## What is expected
All records should be reproduced verbatim.

(Excerpts of pointing data)
§ §
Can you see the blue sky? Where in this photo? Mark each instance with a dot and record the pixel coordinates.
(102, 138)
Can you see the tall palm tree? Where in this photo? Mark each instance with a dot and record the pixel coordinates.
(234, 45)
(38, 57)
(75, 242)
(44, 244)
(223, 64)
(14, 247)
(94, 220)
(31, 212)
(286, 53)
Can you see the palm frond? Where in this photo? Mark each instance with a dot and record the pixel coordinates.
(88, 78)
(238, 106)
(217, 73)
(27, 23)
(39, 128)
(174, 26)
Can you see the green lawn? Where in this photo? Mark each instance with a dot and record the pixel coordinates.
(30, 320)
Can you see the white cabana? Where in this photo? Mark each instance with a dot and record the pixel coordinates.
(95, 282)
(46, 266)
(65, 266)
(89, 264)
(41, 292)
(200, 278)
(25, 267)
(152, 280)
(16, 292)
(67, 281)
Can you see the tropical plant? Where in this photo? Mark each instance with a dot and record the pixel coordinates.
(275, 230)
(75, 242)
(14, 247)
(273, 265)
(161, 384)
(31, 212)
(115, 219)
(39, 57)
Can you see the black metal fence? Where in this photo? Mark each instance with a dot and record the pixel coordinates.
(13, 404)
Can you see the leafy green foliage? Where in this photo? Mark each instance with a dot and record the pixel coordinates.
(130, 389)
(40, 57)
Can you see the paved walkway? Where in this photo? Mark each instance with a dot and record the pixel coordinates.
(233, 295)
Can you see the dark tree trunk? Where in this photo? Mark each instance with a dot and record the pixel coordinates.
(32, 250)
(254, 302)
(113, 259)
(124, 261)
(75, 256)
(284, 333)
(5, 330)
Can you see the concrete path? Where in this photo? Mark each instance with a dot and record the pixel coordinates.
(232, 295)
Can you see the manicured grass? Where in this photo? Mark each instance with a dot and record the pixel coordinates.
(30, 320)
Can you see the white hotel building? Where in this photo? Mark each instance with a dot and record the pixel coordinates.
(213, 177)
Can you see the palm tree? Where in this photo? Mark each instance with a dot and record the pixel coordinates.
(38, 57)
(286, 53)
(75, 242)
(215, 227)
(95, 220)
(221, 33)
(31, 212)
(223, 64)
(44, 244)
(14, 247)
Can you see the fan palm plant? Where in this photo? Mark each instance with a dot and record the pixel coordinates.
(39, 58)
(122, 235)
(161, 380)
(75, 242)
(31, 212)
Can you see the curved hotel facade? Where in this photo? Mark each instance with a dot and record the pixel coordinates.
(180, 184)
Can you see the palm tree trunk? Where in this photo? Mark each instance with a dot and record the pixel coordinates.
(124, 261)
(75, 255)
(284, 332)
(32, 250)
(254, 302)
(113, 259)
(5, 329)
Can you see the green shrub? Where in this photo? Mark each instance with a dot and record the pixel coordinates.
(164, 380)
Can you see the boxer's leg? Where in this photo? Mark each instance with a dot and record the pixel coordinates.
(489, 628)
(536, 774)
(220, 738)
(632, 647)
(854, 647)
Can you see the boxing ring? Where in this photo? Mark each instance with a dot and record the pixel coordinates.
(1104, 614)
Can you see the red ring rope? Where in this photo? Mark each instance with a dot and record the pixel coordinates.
§ §
## Finished task
Can you see the blue sky? Where in this photo? Mark each instance with a dot and record the pixel coordinates.
(102, 138)
Can you see the tall palm tree? Where in this photo? Mark each instance with a dot and record the pixel coordinates.
(234, 45)
(38, 57)
(75, 242)
(44, 244)
(223, 64)
(14, 247)
(94, 220)
(31, 212)
(286, 53)
Can you see the palm frond? Where in this photo? Mark each instance with a dot and record the pixel coordinates.
(88, 78)
(238, 106)
(217, 73)
(27, 23)
(39, 128)
(174, 26)
Can you see the green lawn? Where in this photo? Mark each instance with a dot and record the pixel coordinates.
(30, 320)
Can you see the white cabana? Where in this photo? Mark each instance with a dot and record the pixel coordinates.
(95, 282)
(46, 266)
(65, 266)
(89, 264)
(41, 292)
(200, 278)
(25, 267)
(152, 280)
(16, 292)
(67, 281)
Can you see the tropical plant? Where in this photo? Mark each instance with a dot and record the pixel coordinates.
(275, 230)
(75, 242)
(14, 247)
(273, 265)
(161, 384)
(31, 212)
(115, 219)
(39, 57)
Can you see the black metal fence? Where in this photo? Mark each instance with a dot and record the pixel coordinates.
(13, 404)
Can you see the leafy green foliage? Where in this photo? Mark each instance with a dot and record the pixel coordinates.
(130, 389)
(40, 57)
Can you see the paved walkway? Where in this photo? Mark each instance with a dot and record the pixel coordinates.
(233, 295)
Can you see the dark tree trunk? Where in this photo? Mark each instance with a dot and record the pixel coordinates.
(32, 250)
(254, 302)
(113, 259)
(124, 261)
(75, 256)
(284, 333)
(5, 330)
Can you see the concrete path? Where in this photo? Mark each instance with a dot and record the pixel coordinates.
(232, 295)
Can you see the manicured grass? Where in this photo? Mark each instance with a dot and record the pixel coordinates.
(30, 320)
Can you see the white hotel building? Where in this photo? Mark each instance with a dot and record the pixel coordinates.
(213, 177)
Can you see the palm tree? Where in this photo? Mark each instance with a dot and record the pixel coordinates.
(38, 57)
(286, 53)
(75, 242)
(215, 227)
(95, 220)
(221, 33)
(31, 212)
(223, 64)
(44, 244)
(14, 247)
Can you see the fan palm plant? Where in this photo? Mark each instance with a dot and record the pixel coordinates.
(39, 58)
(122, 235)
(161, 380)
(75, 242)
(31, 212)
Can you see the curved hotel facade? Where in this photo? Mark each instance with a dot and record the pixel coordinates.
(180, 184)
Can you see the palm tree trunk? Where in this photo? Mark each instance with a dot and record the pixel coordinates.
(124, 261)
(75, 255)
(284, 332)
(32, 250)
(254, 302)
(113, 259)
(5, 329)
Can you see the green shrub? Where in this photo? Mark each instance with a dot and record the pixel coordinates.
(164, 380)
Can you see the boxer's leg? Where in this photo? Mark each instance with a dot and record the pixel coordinates.
(489, 628)
(536, 774)
(220, 738)
(632, 647)
(854, 647)
Can you see the boxing ring? Where in this photo? Mark each instance with a dot and record the pixel coordinates.
(1104, 614)
Can you see the red ring rope? Where in this photo? Mark each instance with a dot and record the pixel coordinates.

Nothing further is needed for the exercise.